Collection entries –

· · ·

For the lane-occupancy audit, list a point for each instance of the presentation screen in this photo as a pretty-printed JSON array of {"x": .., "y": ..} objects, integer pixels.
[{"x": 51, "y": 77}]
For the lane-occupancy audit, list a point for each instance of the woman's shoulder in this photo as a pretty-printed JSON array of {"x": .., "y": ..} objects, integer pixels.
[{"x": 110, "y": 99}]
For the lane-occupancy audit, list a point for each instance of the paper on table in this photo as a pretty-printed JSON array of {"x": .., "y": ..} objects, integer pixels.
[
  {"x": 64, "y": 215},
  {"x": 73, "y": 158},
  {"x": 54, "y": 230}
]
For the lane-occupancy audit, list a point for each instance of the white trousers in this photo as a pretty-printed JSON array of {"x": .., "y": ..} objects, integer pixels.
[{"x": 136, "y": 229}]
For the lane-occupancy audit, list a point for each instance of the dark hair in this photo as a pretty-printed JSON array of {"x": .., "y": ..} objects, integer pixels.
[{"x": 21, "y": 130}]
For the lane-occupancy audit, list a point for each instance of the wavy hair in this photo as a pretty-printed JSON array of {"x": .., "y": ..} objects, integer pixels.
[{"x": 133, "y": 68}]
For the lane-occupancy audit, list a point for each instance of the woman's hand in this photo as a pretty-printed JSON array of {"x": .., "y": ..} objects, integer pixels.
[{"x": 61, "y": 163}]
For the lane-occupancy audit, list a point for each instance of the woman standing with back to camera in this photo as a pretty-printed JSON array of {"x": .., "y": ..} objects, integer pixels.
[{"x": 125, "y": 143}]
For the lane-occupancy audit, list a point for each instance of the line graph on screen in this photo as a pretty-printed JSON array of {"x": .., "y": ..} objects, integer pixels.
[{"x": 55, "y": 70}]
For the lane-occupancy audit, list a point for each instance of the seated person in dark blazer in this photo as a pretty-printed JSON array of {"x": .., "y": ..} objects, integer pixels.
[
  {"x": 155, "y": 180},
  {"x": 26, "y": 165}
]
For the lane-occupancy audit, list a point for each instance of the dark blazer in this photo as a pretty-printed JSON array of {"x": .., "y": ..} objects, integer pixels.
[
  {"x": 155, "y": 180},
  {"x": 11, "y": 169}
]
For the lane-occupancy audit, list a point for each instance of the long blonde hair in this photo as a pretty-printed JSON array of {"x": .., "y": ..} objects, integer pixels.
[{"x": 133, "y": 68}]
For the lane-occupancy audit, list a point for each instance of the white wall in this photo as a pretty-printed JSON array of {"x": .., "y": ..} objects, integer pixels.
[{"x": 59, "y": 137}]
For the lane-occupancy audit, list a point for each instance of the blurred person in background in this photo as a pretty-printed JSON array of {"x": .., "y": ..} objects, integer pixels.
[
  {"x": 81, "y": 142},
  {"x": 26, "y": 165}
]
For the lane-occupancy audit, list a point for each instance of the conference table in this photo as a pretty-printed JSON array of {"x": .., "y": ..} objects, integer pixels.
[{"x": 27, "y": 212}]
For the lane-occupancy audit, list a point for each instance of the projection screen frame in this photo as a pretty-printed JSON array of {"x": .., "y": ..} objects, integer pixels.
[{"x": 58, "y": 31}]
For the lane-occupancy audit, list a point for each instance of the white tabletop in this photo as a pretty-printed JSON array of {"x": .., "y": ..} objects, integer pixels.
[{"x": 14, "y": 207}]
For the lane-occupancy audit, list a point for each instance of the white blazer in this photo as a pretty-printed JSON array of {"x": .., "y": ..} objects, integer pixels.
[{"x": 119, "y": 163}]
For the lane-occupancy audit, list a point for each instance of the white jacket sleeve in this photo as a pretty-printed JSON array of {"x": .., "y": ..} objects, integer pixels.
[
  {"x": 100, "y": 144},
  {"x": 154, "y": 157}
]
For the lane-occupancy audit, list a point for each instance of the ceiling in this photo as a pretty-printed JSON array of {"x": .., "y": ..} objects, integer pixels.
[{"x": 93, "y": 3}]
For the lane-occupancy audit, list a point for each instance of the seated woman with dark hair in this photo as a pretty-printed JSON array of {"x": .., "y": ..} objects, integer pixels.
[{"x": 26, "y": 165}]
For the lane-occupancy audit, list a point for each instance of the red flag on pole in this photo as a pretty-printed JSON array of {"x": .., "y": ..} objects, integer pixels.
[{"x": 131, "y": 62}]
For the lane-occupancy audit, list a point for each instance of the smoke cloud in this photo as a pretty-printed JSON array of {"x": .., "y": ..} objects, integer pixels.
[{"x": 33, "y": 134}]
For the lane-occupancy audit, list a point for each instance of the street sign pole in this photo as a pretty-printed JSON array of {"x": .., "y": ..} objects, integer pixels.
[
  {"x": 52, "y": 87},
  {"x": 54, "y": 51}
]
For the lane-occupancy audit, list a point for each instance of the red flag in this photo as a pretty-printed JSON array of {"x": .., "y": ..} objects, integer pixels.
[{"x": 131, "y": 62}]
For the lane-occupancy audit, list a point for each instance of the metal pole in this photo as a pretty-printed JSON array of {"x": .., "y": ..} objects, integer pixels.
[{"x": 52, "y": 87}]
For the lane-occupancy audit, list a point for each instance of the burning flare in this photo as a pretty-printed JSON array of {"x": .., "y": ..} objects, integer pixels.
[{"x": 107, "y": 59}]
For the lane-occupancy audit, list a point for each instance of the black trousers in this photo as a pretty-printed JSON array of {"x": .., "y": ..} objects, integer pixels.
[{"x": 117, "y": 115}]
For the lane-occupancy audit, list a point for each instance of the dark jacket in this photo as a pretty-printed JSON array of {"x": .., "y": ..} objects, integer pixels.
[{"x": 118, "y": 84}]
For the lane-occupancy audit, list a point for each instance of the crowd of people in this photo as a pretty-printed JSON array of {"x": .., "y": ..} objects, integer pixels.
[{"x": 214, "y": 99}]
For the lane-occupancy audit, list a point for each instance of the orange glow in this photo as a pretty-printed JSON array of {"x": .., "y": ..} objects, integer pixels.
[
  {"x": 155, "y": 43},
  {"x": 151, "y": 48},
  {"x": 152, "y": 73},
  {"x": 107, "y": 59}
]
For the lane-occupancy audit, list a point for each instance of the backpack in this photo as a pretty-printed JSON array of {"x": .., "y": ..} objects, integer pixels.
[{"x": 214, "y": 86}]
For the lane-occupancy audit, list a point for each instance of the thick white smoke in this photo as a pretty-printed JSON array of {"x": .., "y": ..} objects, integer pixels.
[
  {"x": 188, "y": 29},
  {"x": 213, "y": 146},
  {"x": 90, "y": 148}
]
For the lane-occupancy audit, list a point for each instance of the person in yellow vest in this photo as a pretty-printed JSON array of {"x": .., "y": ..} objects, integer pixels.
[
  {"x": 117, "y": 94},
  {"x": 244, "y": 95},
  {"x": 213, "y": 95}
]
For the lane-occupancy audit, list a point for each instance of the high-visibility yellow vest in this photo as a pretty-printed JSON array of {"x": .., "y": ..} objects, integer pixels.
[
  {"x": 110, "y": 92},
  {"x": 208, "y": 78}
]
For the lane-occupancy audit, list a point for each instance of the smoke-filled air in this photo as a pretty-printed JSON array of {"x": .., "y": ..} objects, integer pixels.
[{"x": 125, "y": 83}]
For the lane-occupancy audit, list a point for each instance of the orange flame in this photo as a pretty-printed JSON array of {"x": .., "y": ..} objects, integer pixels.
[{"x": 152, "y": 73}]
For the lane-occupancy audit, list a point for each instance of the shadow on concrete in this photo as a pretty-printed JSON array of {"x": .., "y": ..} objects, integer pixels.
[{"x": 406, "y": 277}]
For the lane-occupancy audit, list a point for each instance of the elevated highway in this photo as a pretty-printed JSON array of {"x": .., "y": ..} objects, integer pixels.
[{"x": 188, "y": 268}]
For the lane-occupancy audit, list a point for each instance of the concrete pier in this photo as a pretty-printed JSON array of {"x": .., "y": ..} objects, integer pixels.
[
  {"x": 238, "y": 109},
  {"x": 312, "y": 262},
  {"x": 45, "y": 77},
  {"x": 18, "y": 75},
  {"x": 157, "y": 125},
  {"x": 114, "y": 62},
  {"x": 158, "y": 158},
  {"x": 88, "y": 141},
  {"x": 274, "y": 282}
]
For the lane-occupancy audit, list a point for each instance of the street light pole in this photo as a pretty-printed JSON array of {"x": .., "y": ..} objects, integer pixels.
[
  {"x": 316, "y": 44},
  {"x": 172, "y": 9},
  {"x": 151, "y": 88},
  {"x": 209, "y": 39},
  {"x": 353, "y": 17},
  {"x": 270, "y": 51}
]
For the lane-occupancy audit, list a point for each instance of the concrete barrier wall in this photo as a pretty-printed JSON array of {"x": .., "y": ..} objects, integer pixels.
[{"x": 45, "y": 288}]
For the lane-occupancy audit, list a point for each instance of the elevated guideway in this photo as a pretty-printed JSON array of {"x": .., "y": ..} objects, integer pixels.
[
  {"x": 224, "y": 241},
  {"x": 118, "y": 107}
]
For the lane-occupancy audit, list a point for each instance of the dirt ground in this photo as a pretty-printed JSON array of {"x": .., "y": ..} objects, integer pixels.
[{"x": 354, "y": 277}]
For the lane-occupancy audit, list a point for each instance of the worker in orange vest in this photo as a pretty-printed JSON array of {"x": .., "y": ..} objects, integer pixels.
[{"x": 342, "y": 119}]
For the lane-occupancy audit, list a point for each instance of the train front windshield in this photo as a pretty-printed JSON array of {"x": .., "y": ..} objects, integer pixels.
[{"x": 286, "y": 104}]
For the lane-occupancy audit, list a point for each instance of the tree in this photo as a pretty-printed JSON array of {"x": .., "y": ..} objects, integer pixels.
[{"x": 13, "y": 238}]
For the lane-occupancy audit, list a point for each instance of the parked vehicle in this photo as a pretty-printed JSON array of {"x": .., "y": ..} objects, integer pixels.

· · ·

Required work –
From the line that contains "of the tree" down to the last line above, print each line exactly as it appears.

Task result –
For the lane-occupancy audit, list a point for each instance of the tree in this photo as a pretty-printed JSON array of {"x": .., "y": ..} objects, integer pixels.
[{"x": 13, "y": 238}]
For the lane-occupancy audit, list a point for each instance of the parked vehicle in this photo as a pretty-printed JSON array of {"x": .., "y": ..} objects, integer pixels.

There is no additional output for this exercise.